» **GIVEN REQUEST**
Extract every line of the material below and reproduce it faithfully.
** START DATA FOR THE TASK **
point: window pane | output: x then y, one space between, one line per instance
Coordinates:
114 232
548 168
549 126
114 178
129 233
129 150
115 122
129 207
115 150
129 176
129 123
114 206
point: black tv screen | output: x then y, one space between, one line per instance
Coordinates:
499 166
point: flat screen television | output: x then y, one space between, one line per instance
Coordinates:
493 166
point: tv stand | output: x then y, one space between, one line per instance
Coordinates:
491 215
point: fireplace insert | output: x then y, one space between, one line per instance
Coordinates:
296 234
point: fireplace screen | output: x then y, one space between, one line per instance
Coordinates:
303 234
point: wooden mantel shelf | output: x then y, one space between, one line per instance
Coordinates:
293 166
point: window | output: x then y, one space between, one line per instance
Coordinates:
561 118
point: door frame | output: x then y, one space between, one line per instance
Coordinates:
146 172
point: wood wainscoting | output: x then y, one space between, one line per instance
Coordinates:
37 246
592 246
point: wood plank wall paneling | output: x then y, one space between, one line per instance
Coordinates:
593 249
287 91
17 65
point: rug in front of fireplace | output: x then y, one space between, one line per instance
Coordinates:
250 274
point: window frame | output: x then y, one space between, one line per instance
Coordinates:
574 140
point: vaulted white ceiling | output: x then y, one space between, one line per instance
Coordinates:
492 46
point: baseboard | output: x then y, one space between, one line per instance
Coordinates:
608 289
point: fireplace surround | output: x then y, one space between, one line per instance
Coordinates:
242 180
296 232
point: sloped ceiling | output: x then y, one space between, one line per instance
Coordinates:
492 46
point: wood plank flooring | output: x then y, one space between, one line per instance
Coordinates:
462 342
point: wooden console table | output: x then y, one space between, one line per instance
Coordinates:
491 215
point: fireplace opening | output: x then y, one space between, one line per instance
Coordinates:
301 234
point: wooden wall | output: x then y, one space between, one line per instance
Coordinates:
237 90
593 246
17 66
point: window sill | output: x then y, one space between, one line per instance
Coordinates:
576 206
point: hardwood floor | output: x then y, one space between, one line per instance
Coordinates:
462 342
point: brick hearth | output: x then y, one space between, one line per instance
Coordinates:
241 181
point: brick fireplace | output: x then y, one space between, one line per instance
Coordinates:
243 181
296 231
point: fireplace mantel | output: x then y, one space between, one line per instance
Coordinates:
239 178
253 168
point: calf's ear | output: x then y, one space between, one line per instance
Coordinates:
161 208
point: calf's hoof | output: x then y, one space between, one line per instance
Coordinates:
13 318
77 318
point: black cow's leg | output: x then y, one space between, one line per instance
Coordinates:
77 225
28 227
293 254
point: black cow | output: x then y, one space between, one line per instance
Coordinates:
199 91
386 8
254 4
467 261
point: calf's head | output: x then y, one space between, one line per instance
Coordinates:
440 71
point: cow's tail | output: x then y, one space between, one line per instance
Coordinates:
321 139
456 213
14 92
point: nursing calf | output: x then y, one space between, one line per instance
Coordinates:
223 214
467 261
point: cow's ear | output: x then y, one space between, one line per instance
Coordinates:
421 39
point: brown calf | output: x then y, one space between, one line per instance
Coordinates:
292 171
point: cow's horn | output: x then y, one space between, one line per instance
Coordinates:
** END DATA FOR THE TASK **
» **THE SOLUTION**
point: window pane | output: x then y, one space between, one line per instance
Coordinates:
114 232
548 168
549 126
114 178
129 233
129 150
115 122
129 207
115 150
129 176
129 123
114 206
point: black tv screen | output: x then y, one space between, one line per instance
Coordinates:
499 166
point: flat screen television | output: x then y, one space between, one line per instance
Coordinates:
493 166
point: tv stand | output: x then y, one space between, one line per instance
Coordinates:
491 215
point: fireplace insert | output: x then y, one space between, one line per instance
Coordinates:
296 234
point: fireplace screen | output: x then y, one space between, one line per instance
Coordinates:
303 234
point: wooden mantel shelf | output: x then y, one space between, one line per instance
Coordinates:
293 166
point: window | output: x then y, one space between, one line per instance
Coordinates:
561 118
point: door frame | output: x then y, one space between, one line per instance
Coordinates:
146 172
point: wood wainscoting | output: x then y, one space between, one line per instance
Coordinates:
37 246
592 246
point: wood plank wall paneling | output: x then y, one space between, one line per instance
Coordinates:
593 249
287 91
17 65
point: rug in front of fireplace | output: x then y, one space between, one line per instance
Coordinates:
250 274
point: window frame | output: x then y, one space between, one line per instance
Coordinates:
574 140
point: vaulted white ceiling | output: x then y, one space between, one line per instance
Coordinates:
492 46
point: baseboard | output: x then y, one space between, one line per instance
Coordinates:
608 289
point: fireplace surround | output: x then y, one space between, one line per instance
Coordinates:
242 180
296 232
point: sloped ceiling | output: x then y, one space between, one line per instance
Coordinates:
492 46
point: wood plank flooring | output: x then y, one space between, one line per instance
Coordinates:
462 342
point: wooden console table | output: x then y, one space between, one line per instance
Coordinates:
491 215
point: fireplace opening | output: x then y, one space between, one line per instance
Coordinates:
301 234
point: wooden wall | output: x then y, one space between, one line per instance
Coordinates:
237 90
593 246
17 66
point: window sill | output: x then y, one space between, one line per instance
Coordinates:
576 206
point: hardwood floor | output: x then y, one space between, one line per instance
Coordinates:
462 342
point: brick hearth | output: x then y, one space between, one line per instance
Coordinates:
241 181
point: brick fireplace | output: x then y, one space between, one line per instance
Coordinates:
243 181
296 231
point: fireplace mantel | output: x then y, one space between, one line per instance
Coordinates:
239 178
253 168
point: calf's ear | output: x then y, one space between, one line per instance
Coordinates:
161 208
point: calf's hoof | output: x then y, one space between, one line per instance
Coordinates:
13 318
77 318
point: black cow's leg | output: x then y, one space between, one line per instance
Coordinates:
77 225
28 227
293 254
point: black cow | output: x then y, one space between, one line per instance
Coordinates:
199 91
386 8
254 4
467 261
point: calf's head | output: x then y, one space between, one line per instance
Coordinates:
440 71
point: cow's tail | output: x then y, one space between, one line per instance
Coordinates:
321 139
456 213
14 92
point: nursing calf | output: x then y, one space between, one line per instance
Coordinates:
223 214
467 261
point: cow's ear | output: x then y, one space between, one line per instance
Coordinates:
421 39
point: brown calf | output: x then y, one space between, one line per instance
Coordinates:
292 171
point: cow's horn | output: x then y, one space between, one line per instance
Coordinates:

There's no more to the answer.